수행 과제:
아래 데이터의 모든 줄을 처음부터 끝까지 한 글자도 바꾸지 말고 그대로 출력하시오. 이미지는 답에 넣지 마시오.

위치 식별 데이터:
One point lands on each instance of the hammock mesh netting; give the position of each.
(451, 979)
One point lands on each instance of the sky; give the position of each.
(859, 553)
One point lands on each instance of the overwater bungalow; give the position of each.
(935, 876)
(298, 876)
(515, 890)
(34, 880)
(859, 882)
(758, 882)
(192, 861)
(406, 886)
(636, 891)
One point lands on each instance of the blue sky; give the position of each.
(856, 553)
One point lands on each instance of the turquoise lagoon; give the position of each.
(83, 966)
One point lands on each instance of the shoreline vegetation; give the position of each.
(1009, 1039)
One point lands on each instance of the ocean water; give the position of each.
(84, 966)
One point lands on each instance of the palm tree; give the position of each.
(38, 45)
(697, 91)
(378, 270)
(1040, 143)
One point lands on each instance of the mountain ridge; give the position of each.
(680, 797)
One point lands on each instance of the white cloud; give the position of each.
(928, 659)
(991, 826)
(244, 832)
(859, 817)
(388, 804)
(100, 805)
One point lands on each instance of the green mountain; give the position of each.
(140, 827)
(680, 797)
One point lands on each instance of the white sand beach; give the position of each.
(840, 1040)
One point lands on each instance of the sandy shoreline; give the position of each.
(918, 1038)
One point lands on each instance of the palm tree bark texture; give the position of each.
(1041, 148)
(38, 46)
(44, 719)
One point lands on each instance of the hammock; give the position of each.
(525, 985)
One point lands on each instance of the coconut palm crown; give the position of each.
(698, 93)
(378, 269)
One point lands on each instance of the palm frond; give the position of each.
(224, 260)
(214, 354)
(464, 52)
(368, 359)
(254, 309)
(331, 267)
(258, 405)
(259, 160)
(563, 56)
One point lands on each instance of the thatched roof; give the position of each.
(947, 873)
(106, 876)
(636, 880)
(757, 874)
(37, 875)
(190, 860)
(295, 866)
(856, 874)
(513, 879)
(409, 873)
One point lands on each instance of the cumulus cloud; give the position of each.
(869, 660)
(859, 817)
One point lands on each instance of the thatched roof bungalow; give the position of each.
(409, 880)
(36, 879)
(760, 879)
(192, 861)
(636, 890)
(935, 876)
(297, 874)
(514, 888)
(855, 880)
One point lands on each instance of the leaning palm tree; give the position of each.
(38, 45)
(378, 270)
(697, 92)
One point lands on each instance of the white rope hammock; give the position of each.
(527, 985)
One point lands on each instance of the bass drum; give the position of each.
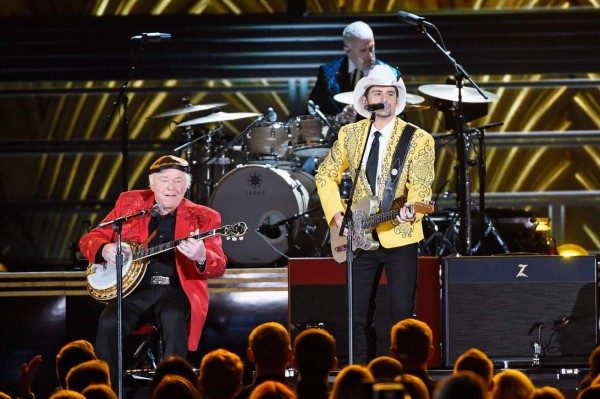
(262, 196)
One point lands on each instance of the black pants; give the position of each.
(401, 271)
(171, 312)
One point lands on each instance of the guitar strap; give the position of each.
(397, 166)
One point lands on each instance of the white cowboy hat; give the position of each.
(380, 75)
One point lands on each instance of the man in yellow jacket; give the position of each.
(380, 97)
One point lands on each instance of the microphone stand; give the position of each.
(462, 146)
(117, 227)
(348, 223)
(123, 100)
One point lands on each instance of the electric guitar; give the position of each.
(101, 279)
(364, 221)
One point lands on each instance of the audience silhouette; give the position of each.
(314, 358)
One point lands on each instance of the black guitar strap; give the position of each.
(397, 166)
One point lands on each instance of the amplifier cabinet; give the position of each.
(318, 294)
(500, 304)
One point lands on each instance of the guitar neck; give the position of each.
(379, 218)
(169, 245)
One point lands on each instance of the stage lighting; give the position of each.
(571, 250)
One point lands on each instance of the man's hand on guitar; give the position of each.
(339, 219)
(109, 253)
(407, 214)
(193, 249)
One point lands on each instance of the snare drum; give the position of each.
(270, 140)
(309, 135)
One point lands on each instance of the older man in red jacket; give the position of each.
(174, 286)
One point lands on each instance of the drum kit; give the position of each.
(258, 177)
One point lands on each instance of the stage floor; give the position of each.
(40, 312)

문제 풀이:
One point lands on each instance of the hammock mesh netting; give the position of each.
(451, 979)
One point lands on each instance of the sky; give the position of each.
(859, 553)
One point lands on each instance of the overwater bungalow; give the position of each.
(935, 876)
(298, 876)
(515, 890)
(34, 880)
(859, 882)
(758, 882)
(192, 861)
(406, 886)
(636, 891)
One point lands on each instance of the blue sky; give the position of each.
(856, 553)
One point lands on each instance of the turquoise lagoon; give the position of each.
(83, 966)
One point lands on each instance of the shoreline vegetation; give the position of each.
(1009, 1039)
One point lands on each instance of the ocean water; give the position of each.
(84, 966)
One point lands on each instance of the palm tree; give the position of each.
(38, 45)
(697, 91)
(378, 270)
(1040, 143)
One point lands on each instance of the mountain ridge; give the position of each.
(680, 797)
One point lands on each instance of the white cloud; give the position of each.
(928, 659)
(991, 826)
(244, 832)
(859, 817)
(388, 804)
(100, 805)
One point lands on each instance of the green mountain; give the position of each.
(140, 827)
(680, 797)
One point lands on each instance of the white sand beach; give the position of each.
(840, 1040)
One point lands on each instance of the sandy shoreline; give the position of each.
(918, 1038)
One point lands on each instance of the palm tree bark texture; give the position of each.
(1041, 148)
(38, 46)
(44, 719)
One point lands on each instance of the hammock; give the position of each.
(525, 985)
One point lands on each instance of the coconut palm crown; give the position of each.
(698, 93)
(378, 269)
One point lands on each instance of the palm frond; give the position of each.
(224, 260)
(214, 354)
(464, 52)
(368, 359)
(254, 309)
(331, 267)
(258, 405)
(259, 160)
(563, 56)
One point lands on each instance of the thatched roof; give the position of each.
(947, 873)
(106, 876)
(636, 880)
(757, 874)
(37, 875)
(190, 860)
(295, 866)
(856, 874)
(513, 879)
(409, 873)
One point lands on each instance of the cumulus cloud; give the position of each.
(869, 660)
(859, 817)
One point lands on each instance of the thatched roof bungalow; give the position of each.
(409, 880)
(36, 879)
(760, 879)
(192, 861)
(636, 890)
(935, 876)
(297, 874)
(514, 888)
(855, 880)
One point lands on each instance of the leaning palm tree; give the position of each.
(38, 45)
(378, 270)
(697, 92)
One point lands on each instance of the white rope hammock; give the position of each.
(527, 985)
One point lands on each instance of the bass drum; give the position of each.
(262, 196)
One point lands on each instance of the black pants; give the position of each.
(401, 271)
(171, 312)
One point lands on each instance of the guitar strap; give the position of each.
(397, 166)
One point lands on each instance of the white cowboy hat; give the position of each.
(380, 75)
One point lands on each instance of the man in yellow jacket; give the position of each.
(380, 97)
One point lands on each instance of the microphone stand; give the position of each.
(462, 146)
(117, 227)
(348, 223)
(123, 100)
One point lands on each instance of the electric guitar; give the position of each.
(101, 279)
(364, 221)
One point lands on each instance of the audience silhouette; give the position of each.
(314, 358)
One point lands on each instance of the black guitar strap; give the position of each.
(397, 166)
One point lands on each instance of the amplifier cabinet; give the position of each.
(318, 294)
(500, 304)
One point lands on each instance of the guitar neck; give the position of each.
(379, 218)
(169, 245)
One point lands on each instance of the stage lighting; give the position of each.
(571, 250)
One point lands on each instance of the man's hand on guitar; give the position of each.
(339, 219)
(109, 253)
(407, 214)
(193, 249)
One point lands on each instance of the snare drum; give the position of each.
(270, 140)
(309, 135)
One point lands on each instance of the older man in red jacket; give the position of each.
(174, 286)
One point lands on each instance of the drum kit; give the position of each.
(258, 177)
One point lands on each instance of the stage floor; give the position of each.
(40, 312)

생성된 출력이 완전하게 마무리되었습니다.